BEGIN Excerpted data

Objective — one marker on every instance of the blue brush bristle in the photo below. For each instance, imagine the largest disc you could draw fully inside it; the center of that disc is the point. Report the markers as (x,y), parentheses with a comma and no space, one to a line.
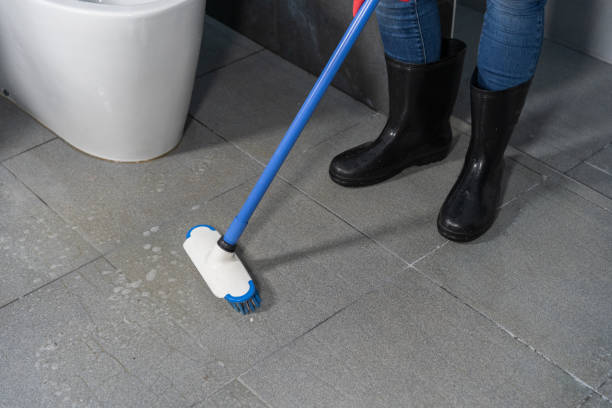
(248,305)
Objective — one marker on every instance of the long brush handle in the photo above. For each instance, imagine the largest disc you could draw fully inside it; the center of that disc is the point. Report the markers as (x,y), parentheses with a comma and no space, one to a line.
(282,151)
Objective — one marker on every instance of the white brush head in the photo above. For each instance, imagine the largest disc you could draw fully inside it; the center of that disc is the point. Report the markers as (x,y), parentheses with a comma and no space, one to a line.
(222,271)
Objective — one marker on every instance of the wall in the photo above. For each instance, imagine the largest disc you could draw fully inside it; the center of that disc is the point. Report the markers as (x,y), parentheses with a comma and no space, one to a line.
(584,25)
(306,32)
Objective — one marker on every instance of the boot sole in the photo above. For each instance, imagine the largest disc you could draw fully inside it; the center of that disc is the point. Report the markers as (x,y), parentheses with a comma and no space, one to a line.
(421,161)
(457,236)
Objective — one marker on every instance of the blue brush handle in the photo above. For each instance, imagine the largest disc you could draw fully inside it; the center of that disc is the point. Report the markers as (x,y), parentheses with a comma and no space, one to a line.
(282,151)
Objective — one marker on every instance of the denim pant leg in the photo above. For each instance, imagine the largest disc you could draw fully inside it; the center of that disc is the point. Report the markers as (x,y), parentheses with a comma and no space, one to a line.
(510,43)
(410,30)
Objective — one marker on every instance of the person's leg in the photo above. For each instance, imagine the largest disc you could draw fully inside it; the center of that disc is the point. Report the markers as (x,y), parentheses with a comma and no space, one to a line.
(509,50)
(510,43)
(424,73)
(410,30)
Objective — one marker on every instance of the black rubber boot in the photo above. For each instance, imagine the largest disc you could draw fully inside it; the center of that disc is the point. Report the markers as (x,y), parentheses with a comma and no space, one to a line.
(471,205)
(421,99)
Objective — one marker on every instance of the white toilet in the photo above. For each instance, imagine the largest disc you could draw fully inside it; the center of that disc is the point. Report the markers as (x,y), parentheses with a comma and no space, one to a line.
(111,77)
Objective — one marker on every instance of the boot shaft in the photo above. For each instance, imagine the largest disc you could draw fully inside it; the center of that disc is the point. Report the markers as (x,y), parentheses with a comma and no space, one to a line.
(494,115)
(423,95)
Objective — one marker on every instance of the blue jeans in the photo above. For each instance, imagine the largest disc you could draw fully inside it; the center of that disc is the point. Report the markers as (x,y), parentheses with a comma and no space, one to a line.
(510,41)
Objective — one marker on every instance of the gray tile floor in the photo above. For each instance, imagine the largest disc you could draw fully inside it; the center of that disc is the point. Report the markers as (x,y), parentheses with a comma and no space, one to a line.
(365,305)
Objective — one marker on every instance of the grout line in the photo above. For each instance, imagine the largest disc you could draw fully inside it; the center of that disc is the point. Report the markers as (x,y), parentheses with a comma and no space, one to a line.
(252,391)
(83,237)
(598,168)
(511,334)
(249,155)
(301,335)
(229,63)
(433,251)
(338,216)
(28,149)
(53,280)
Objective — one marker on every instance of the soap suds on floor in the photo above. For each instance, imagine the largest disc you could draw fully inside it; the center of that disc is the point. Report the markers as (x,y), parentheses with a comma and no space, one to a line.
(151,274)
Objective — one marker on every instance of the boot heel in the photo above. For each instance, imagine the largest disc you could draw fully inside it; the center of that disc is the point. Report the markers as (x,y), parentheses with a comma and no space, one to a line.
(432,158)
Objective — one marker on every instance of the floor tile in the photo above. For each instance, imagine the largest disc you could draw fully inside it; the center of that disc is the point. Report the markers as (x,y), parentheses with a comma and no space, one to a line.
(596,402)
(602,159)
(399,213)
(18,130)
(543,272)
(88,344)
(306,262)
(109,201)
(36,245)
(596,171)
(410,344)
(555,127)
(253,102)
(593,177)
(221,46)
(143,325)
(233,395)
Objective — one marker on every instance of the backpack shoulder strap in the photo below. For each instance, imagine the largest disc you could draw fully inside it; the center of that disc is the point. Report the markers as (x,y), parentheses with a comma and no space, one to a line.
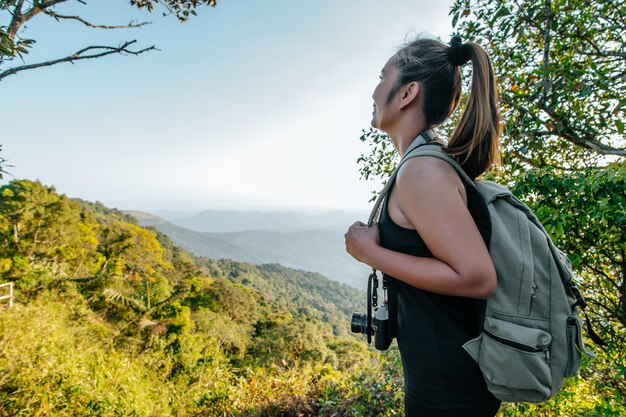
(436,151)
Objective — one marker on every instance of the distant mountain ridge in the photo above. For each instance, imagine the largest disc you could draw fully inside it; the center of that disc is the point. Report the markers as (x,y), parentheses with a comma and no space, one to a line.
(321,250)
(225,221)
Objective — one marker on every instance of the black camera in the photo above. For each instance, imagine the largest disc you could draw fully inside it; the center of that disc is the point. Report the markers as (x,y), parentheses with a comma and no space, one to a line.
(378,324)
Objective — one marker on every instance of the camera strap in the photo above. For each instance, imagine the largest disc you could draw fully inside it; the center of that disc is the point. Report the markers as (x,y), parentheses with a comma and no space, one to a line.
(423,138)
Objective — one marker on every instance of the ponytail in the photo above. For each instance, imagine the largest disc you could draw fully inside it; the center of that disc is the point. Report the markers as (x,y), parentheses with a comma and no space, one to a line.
(474,142)
(436,66)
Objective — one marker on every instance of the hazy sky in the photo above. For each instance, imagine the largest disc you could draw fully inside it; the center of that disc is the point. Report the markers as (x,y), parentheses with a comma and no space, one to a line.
(253,104)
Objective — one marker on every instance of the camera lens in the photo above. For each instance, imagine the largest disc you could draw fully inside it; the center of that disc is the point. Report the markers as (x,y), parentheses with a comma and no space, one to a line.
(358,324)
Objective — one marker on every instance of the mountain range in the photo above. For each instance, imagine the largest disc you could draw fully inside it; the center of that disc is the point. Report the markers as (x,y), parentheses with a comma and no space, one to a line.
(312,242)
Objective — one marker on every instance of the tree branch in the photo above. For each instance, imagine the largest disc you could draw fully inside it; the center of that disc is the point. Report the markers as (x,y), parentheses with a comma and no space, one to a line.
(108,50)
(571,135)
(132,24)
(547,83)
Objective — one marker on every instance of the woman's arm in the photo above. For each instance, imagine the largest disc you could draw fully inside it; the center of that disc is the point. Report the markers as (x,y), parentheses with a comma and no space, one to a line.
(427,195)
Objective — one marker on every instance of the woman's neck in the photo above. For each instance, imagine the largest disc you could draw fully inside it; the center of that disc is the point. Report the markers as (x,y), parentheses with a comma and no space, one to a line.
(405,135)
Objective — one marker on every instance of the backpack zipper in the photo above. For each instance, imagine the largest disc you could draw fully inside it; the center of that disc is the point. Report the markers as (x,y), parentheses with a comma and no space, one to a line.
(518,345)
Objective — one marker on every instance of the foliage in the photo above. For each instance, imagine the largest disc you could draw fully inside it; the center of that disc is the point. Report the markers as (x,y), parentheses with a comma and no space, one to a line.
(561,66)
(212,338)
(14,14)
(561,78)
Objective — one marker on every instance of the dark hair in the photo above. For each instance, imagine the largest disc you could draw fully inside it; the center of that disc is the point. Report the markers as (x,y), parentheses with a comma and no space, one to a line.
(436,66)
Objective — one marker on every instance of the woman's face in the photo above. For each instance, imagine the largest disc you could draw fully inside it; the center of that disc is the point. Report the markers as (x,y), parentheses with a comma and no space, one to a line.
(383,114)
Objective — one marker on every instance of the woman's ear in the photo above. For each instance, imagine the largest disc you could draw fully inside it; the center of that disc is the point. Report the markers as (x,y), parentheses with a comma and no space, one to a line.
(408,93)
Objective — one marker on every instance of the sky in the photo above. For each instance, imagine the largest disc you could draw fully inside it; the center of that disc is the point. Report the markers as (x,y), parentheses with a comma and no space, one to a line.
(249,105)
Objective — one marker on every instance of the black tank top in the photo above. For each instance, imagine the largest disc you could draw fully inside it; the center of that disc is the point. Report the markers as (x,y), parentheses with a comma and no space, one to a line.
(431,328)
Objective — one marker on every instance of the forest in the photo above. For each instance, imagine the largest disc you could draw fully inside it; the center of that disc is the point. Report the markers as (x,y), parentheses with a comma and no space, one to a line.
(112,319)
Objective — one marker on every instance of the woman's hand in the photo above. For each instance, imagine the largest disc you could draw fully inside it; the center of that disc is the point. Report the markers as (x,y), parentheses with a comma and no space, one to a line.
(361,241)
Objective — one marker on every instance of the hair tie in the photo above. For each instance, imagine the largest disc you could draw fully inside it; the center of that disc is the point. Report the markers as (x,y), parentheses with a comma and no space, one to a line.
(459,53)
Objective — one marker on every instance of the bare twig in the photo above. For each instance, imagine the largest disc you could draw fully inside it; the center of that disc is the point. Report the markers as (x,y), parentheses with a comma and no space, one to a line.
(132,24)
(107,50)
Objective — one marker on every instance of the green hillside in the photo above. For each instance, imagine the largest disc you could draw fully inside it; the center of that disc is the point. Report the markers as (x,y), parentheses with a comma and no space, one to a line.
(112,319)
(322,251)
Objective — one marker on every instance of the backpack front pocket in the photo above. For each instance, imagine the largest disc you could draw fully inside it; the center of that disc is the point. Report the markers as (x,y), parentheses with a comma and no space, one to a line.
(514,359)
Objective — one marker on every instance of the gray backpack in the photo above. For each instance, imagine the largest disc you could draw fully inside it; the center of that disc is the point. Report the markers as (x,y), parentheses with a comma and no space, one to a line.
(532,335)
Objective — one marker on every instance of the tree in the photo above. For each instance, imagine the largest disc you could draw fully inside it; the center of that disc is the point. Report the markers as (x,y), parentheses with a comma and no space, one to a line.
(562,76)
(3,165)
(13,43)
(561,68)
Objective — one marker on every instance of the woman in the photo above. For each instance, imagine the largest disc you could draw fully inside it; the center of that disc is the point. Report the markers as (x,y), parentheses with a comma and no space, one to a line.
(427,241)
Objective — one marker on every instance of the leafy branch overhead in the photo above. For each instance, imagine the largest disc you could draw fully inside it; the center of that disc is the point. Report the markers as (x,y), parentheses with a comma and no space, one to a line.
(562,75)
(14,45)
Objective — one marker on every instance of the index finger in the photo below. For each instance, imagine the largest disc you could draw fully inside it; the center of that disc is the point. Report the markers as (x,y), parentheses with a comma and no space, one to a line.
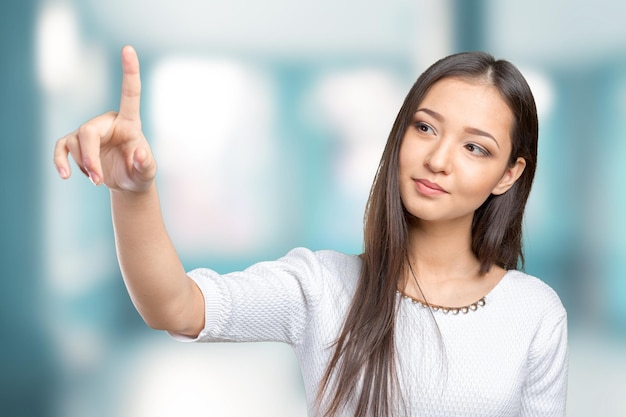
(131,85)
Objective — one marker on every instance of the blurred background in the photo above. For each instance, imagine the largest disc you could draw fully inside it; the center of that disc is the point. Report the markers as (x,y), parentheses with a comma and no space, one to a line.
(268,120)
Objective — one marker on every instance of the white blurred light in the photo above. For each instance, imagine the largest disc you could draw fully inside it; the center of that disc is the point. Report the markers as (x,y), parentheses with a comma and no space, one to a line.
(361,107)
(261,380)
(542,89)
(212,121)
(57,46)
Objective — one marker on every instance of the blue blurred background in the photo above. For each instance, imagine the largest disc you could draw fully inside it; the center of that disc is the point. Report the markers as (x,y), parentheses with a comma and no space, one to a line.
(268,119)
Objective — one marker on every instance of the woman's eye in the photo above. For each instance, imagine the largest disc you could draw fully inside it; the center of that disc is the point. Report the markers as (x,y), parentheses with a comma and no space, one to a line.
(476,150)
(424,128)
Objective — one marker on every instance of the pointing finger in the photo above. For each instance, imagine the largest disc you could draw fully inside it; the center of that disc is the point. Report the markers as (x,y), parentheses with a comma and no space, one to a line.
(131,85)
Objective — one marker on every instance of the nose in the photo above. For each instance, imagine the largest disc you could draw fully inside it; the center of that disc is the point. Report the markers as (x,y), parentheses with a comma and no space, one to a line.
(439,157)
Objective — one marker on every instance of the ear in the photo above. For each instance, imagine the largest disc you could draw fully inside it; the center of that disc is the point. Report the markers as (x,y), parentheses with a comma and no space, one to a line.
(509,177)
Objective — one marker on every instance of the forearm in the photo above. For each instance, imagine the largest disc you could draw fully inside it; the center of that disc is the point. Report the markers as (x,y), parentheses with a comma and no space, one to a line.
(155,278)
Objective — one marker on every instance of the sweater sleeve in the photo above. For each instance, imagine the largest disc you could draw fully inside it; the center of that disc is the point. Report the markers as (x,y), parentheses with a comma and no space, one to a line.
(269,301)
(545,391)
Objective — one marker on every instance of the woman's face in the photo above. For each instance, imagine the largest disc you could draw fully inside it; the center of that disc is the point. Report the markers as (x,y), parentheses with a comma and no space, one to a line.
(456,151)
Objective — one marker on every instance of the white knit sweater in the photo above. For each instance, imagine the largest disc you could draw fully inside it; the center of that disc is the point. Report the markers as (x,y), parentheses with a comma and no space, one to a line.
(506,358)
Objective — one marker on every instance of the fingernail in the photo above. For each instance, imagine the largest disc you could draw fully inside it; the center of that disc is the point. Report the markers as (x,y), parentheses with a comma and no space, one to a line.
(95,180)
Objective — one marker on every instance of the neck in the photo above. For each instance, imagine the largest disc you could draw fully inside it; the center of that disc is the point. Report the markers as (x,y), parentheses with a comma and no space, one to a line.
(442,249)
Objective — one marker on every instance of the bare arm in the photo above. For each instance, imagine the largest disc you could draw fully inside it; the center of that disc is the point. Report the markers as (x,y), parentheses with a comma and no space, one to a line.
(112,150)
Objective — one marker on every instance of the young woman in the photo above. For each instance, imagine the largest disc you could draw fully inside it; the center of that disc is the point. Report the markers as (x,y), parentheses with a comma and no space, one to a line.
(432,319)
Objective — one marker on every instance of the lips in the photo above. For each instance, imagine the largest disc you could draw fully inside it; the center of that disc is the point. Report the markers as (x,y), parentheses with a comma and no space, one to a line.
(429,188)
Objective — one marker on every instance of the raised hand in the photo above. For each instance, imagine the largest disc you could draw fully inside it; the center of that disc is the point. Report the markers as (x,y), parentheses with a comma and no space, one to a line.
(111,149)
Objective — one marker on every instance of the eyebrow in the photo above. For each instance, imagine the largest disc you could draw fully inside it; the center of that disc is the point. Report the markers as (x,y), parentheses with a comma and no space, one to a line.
(472,130)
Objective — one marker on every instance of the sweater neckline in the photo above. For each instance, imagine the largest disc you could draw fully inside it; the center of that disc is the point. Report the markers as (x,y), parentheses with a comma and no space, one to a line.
(456,310)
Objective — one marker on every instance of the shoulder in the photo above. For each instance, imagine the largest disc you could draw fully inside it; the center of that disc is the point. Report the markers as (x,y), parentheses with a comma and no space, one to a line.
(531,294)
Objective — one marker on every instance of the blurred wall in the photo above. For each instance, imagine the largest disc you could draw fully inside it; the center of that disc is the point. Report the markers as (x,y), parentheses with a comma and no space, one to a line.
(268,120)
(27,366)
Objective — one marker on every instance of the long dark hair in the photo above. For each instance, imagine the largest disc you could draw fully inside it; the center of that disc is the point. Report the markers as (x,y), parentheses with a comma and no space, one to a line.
(361,370)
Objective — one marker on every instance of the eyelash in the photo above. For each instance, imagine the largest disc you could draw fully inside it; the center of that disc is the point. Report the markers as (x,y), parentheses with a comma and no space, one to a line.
(472,147)
(482,151)
(420,125)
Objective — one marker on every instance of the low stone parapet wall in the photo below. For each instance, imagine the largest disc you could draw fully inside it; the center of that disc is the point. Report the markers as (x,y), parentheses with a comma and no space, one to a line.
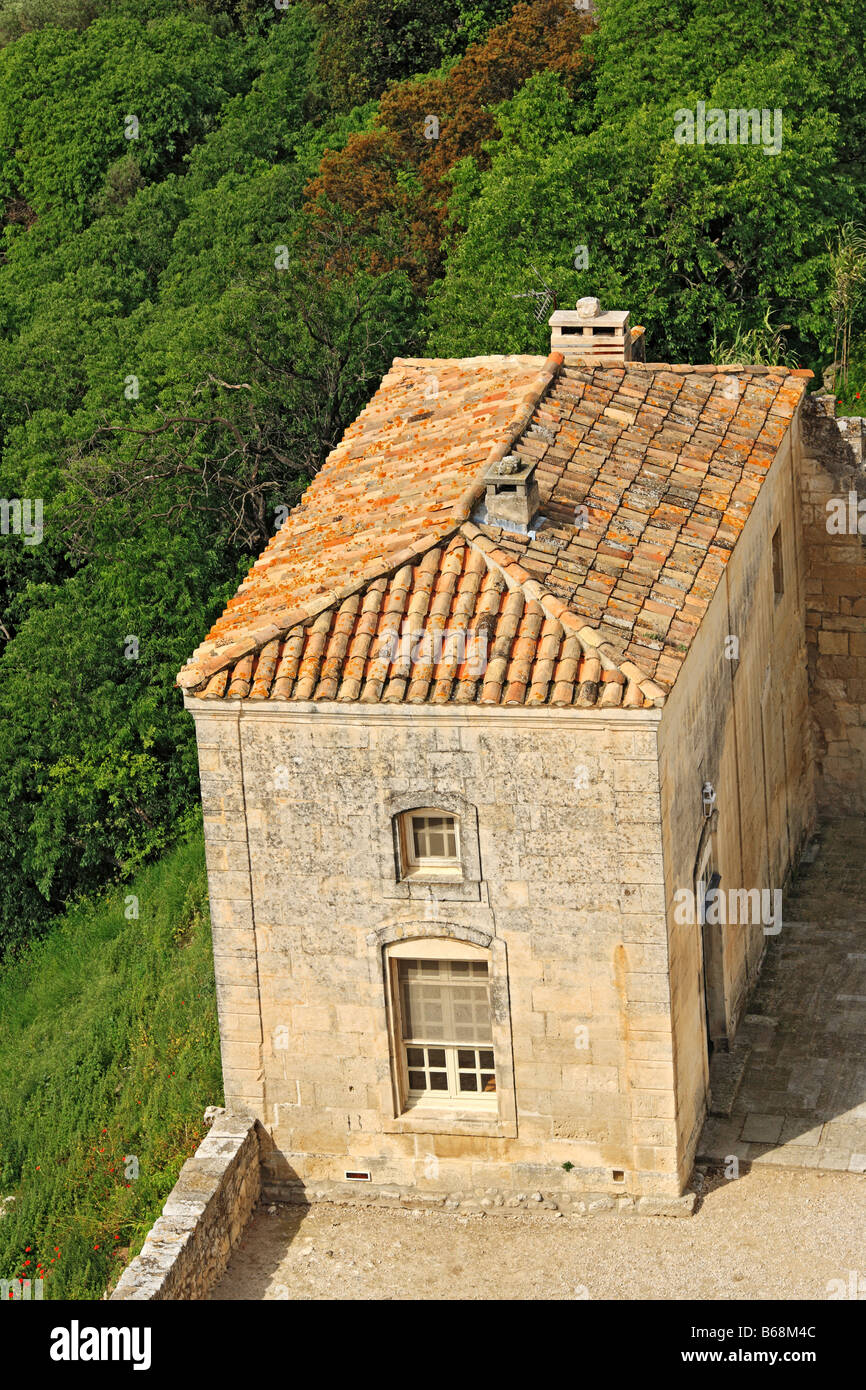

END Excerpted data

▶ **What is required**: Report each line of the records above that contains the word "floor", treating uppercase and lowercase as different.

▶ **Solution to the exercise**:
Objective — one marker on every instance of the gray tile floor in the photo above. For each instance, imagine the largest disc you could draw fully inside it; the center of that disc is the point. Report the markers as (x,y), parentheses with a comma and no space, one to a line.
Objective — one marker on every instance of the soap suds on floor in the photo above. For each instance, imagine the largest disc you could draw fully inside it; the center of that disc is the point. Report the markers as (x,y), parentheses with a comma and no space, one to a line.
Objective — one marker on every instance of the floor tile in the photo above. For each instance, imagine the largest disc you could draw fully inside it; the center of that disc is the point. Report the markers as (x,y), parentheses with a comma and no space, one to a line.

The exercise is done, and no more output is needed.